(Items from a dataset)

....

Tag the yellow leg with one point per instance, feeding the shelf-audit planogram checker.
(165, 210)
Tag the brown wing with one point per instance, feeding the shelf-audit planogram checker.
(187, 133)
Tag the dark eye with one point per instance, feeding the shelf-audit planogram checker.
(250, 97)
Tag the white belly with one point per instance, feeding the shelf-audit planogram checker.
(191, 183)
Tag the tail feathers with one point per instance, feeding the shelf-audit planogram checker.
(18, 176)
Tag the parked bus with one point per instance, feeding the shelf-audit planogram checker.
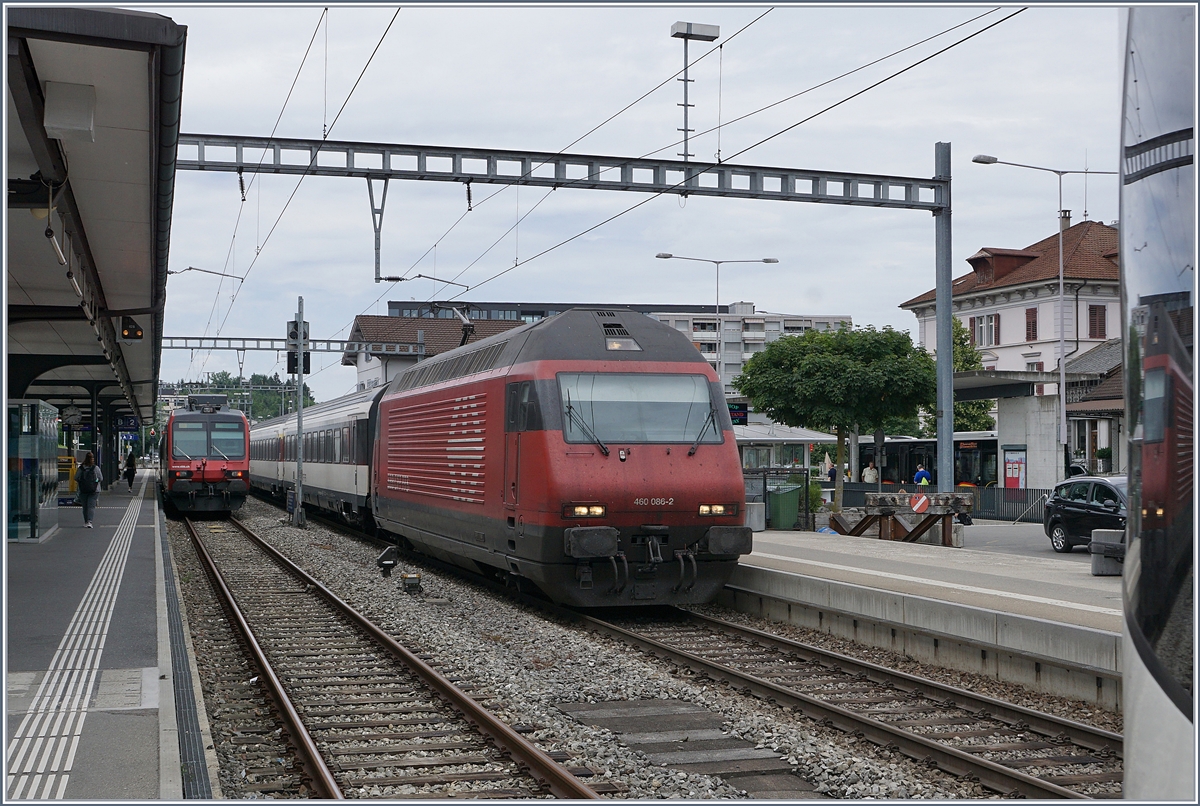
(975, 458)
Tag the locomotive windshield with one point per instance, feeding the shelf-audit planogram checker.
(637, 408)
(211, 439)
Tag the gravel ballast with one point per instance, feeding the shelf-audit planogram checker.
(526, 665)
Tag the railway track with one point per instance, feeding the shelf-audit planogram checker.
(1006, 747)
(363, 713)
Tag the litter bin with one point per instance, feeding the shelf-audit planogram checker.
(1108, 552)
(784, 505)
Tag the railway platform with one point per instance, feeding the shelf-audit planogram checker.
(1042, 621)
(101, 690)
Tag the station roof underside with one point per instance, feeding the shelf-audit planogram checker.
(111, 188)
(991, 384)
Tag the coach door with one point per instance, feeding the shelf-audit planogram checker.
(513, 445)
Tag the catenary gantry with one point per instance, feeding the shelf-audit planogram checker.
(94, 101)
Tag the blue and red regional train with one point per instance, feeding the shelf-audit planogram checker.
(589, 453)
(204, 457)
(1158, 248)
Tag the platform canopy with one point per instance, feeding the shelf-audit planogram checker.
(94, 102)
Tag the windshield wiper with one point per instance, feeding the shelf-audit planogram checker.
(703, 429)
(579, 419)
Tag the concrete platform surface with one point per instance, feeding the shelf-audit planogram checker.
(90, 703)
(1055, 588)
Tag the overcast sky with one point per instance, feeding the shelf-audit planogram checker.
(1041, 88)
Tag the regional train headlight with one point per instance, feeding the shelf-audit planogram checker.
(583, 511)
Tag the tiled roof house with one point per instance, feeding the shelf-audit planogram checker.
(1009, 300)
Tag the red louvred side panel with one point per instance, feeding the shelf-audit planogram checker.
(437, 447)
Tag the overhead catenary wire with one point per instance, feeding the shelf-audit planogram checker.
(720, 126)
(573, 143)
(607, 120)
(702, 167)
(311, 163)
(253, 179)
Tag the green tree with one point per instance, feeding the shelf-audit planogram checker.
(833, 380)
(969, 415)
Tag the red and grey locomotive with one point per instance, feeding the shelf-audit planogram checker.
(204, 457)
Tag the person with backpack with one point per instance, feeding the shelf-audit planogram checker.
(88, 477)
(131, 469)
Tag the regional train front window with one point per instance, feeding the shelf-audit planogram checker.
(190, 440)
(637, 408)
(228, 440)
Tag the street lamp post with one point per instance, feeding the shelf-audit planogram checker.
(717, 308)
(1063, 440)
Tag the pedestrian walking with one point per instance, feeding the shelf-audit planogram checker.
(131, 469)
(89, 477)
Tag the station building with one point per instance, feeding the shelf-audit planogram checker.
(1009, 300)
(727, 335)
(1011, 305)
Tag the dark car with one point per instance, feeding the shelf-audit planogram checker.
(1081, 504)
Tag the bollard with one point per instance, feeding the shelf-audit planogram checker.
(1108, 552)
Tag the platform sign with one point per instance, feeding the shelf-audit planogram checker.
(1014, 469)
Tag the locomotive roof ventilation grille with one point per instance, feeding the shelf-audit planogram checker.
(616, 337)
(467, 364)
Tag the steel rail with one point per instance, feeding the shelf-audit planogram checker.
(551, 775)
(318, 771)
(1084, 735)
(955, 762)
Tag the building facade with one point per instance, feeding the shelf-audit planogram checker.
(1011, 306)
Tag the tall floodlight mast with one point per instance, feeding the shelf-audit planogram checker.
(688, 31)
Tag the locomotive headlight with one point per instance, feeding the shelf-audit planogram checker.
(583, 511)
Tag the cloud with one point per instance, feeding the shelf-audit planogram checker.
(1041, 89)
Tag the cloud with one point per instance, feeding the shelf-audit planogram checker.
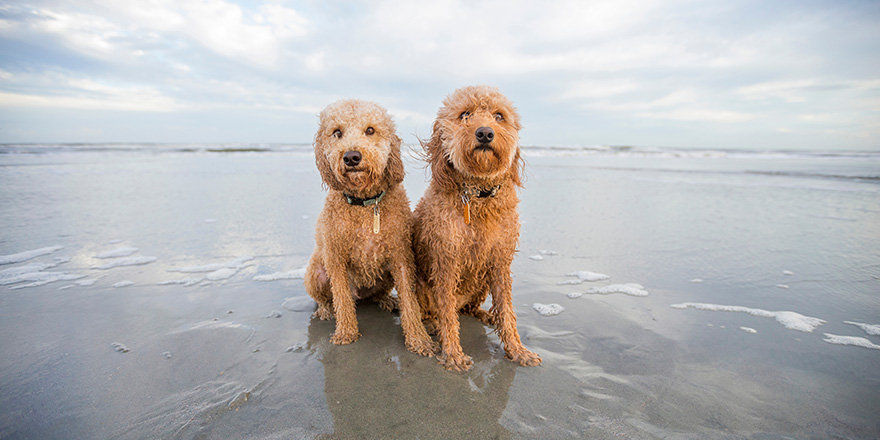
(663, 65)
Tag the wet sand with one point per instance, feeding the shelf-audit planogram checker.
(212, 352)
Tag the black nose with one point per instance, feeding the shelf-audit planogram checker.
(352, 158)
(485, 135)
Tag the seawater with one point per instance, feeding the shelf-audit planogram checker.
(682, 278)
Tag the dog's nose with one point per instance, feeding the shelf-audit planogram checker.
(352, 158)
(485, 135)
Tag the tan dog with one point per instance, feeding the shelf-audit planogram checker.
(364, 232)
(467, 225)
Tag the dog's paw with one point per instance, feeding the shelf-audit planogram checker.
(525, 358)
(461, 362)
(388, 303)
(431, 326)
(425, 347)
(487, 318)
(323, 313)
(340, 338)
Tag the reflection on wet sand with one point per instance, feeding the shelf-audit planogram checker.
(375, 388)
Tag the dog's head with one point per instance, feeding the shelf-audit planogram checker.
(357, 148)
(476, 134)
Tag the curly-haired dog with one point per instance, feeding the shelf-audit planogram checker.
(467, 225)
(364, 232)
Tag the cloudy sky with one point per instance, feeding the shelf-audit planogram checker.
(705, 74)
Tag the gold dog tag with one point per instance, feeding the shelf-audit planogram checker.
(376, 219)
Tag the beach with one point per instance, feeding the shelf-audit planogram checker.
(155, 291)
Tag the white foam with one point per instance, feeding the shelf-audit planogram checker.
(36, 278)
(117, 253)
(299, 304)
(871, 329)
(27, 255)
(850, 340)
(292, 275)
(583, 276)
(88, 282)
(548, 309)
(237, 263)
(14, 272)
(126, 261)
(222, 274)
(186, 282)
(216, 272)
(791, 320)
(631, 289)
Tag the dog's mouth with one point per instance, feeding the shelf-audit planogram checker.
(484, 147)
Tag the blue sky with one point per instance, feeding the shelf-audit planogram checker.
(702, 74)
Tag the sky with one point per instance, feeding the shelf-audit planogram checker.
(801, 75)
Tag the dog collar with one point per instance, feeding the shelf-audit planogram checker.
(352, 200)
(479, 193)
(367, 202)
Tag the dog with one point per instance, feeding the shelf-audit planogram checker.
(466, 226)
(364, 232)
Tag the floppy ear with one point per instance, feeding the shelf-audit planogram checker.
(394, 167)
(441, 169)
(324, 167)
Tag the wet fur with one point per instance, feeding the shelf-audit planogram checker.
(350, 261)
(458, 264)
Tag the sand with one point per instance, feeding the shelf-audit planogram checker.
(125, 313)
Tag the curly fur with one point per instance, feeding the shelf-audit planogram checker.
(350, 261)
(458, 264)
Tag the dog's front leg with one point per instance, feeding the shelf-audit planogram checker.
(417, 339)
(505, 317)
(343, 304)
(452, 357)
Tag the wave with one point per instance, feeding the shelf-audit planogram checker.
(160, 148)
(676, 152)
(532, 150)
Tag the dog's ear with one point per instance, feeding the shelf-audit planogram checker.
(517, 169)
(441, 169)
(394, 167)
(327, 175)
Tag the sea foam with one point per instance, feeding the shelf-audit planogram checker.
(631, 289)
(790, 320)
(850, 340)
(548, 309)
(292, 275)
(871, 329)
(117, 253)
(584, 276)
(28, 255)
(126, 261)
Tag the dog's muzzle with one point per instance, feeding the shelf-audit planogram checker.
(484, 135)
(352, 158)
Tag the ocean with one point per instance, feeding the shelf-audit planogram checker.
(155, 291)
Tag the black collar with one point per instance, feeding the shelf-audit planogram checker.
(481, 193)
(352, 200)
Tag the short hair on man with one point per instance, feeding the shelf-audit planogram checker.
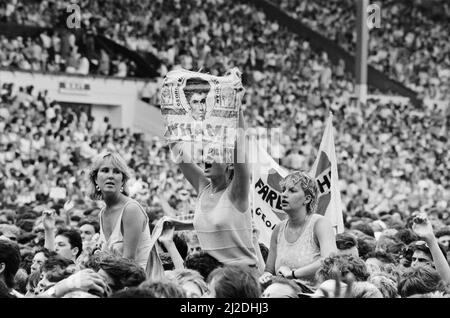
(163, 288)
(419, 280)
(235, 281)
(202, 262)
(124, 272)
(74, 239)
(56, 268)
(387, 286)
(134, 292)
(382, 256)
(345, 241)
(365, 290)
(93, 223)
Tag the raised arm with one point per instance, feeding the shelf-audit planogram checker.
(191, 171)
(240, 185)
(166, 239)
(422, 227)
(271, 258)
(134, 222)
(48, 220)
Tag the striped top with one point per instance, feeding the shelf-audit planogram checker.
(224, 232)
(114, 244)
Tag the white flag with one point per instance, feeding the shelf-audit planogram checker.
(266, 192)
(325, 173)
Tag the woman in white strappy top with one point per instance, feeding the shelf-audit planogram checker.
(124, 229)
(301, 241)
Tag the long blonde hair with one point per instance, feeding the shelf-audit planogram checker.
(118, 162)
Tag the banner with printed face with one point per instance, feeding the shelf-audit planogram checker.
(324, 170)
(202, 110)
(266, 192)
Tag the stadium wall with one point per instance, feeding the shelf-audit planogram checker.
(117, 98)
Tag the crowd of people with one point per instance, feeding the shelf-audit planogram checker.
(410, 45)
(194, 34)
(381, 240)
(54, 53)
(392, 160)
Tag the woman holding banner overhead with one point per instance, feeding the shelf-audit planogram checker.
(222, 219)
(303, 239)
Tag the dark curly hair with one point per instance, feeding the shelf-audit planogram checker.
(123, 272)
(342, 265)
(202, 262)
(419, 280)
(163, 289)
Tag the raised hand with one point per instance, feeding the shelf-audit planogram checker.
(167, 234)
(69, 205)
(265, 278)
(422, 227)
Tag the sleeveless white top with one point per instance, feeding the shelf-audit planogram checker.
(115, 243)
(224, 232)
(300, 253)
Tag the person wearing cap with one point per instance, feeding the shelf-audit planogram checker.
(304, 238)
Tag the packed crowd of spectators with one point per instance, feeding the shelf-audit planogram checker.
(197, 34)
(392, 163)
(410, 45)
(54, 53)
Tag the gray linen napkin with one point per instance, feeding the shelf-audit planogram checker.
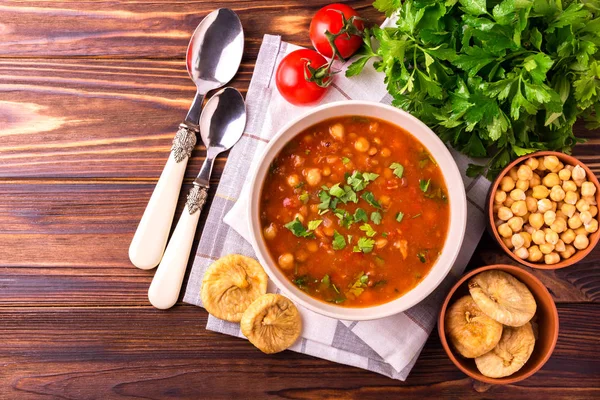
(389, 346)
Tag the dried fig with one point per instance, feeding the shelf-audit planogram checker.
(502, 297)
(231, 284)
(510, 354)
(272, 323)
(471, 332)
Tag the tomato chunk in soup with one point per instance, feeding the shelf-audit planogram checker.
(354, 211)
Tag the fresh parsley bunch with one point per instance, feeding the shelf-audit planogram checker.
(495, 79)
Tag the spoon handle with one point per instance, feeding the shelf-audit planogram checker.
(151, 236)
(166, 284)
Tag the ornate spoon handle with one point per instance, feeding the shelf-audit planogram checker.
(151, 236)
(165, 287)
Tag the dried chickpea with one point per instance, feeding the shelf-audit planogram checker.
(569, 251)
(585, 217)
(517, 194)
(505, 231)
(526, 238)
(541, 166)
(582, 205)
(522, 253)
(337, 131)
(549, 217)
(523, 185)
(551, 237)
(588, 189)
(569, 186)
(500, 196)
(535, 254)
(559, 225)
(564, 174)
(532, 163)
(504, 213)
(538, 237)
(575, 222)
(507, 184)
(591, 200)
(536, 220)
(578, 173)
(551, 162)
(524, 172)
(517, 241)
(551, 258)
(546, 248)
(519, 208)
(557, 193)
(581, 242)
(531, 204)
(515, 223)
(551, 180)
(592, 226)
(540, 192)
(544, 205)
(568, 209)
(535, 181)
(571, 197)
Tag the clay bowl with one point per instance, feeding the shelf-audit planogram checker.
(547, 319)
(567, 160)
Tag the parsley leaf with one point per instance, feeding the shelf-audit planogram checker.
(370, 198)
(376, 217)
(338, 243)
(364, 245)
(398, 169)
(298, 229)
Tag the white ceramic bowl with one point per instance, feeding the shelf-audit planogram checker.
(456, 195)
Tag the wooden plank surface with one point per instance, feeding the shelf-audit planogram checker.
(90, 97)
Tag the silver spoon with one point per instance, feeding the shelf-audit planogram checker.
(212, 59)
(221, 126)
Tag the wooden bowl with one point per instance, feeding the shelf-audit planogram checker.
(567, 160)
(547, 320)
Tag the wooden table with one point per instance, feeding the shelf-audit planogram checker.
(90, 97)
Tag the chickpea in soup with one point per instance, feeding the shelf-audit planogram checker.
(354, 211)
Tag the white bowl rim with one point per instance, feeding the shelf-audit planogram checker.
(457, 201)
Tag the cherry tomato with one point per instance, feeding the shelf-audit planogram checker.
(331, 18)
(302, 77)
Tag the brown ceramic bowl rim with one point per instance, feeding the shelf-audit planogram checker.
(506, 380)
(580, 254)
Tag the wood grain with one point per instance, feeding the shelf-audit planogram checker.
(169, 354)
(90, 96)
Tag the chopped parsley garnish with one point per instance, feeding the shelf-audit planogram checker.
(298, 229)
(304, 197)
(368, 230)
(312, 225)
(339, 243)
(364, 245)
(370, 198)
(360, 215)
(376, 217)
(398, 169)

....

#### GOAL:
Write out the stretch of data from the line containing "Tag the white belly" through the line containing "(1158, 248)", substituting "trash can" for "litter bin" and leaving every other word unchanged. Omit the pictures.

#### TASK RESPONSE:
Tag the white belly with one point per instance, feeding the shelf-audit planogram checker.
(191, 183)
Tag the tail feathers with one point per instance, feeding the shelf-audit planogram checker.
(18, 176)
Tag the parked bus with one point per instance, feeding the shelf-audit planogram checker.
(975, 458)
Tag the locomotive windshield with one point per instance, feeding the shelf-audit planogram checker.
(637, 408)
(211, 439)
Tag the gravel ballast with one point per instance, feeding the shelf-audit planogram checker.
(526, 665)
Tag the railway track with one point per instance, feeding the shelf-audit planogram checker.
(1006, 747)
(363, 713)
Tag the trash can with one point per instance, feeding the shelf-audit planogram checker.
(1108, 552)
(784, 505)
Tag the railway platform with one point per instance, feeding the shelf-audit planogram checker.
(1042, 621)
(101, 690)
Tag the station roof underside with one point per instance, feeding the shelf-audit planogram checker.
(111, 188)
(991, 384)
Tag the coach door with one point per instance, feeding the shelf-audit planogram checker.
(513, 445)
Tag the catenary gantry with one point per instance, feeding the shelf-audit planogram checker.
(94, 101)
Tag the blue and red regional train with one point per instance, feeding the shelf-audit planogram checker.
(589, 453)
(204, 457)
(1158, 248)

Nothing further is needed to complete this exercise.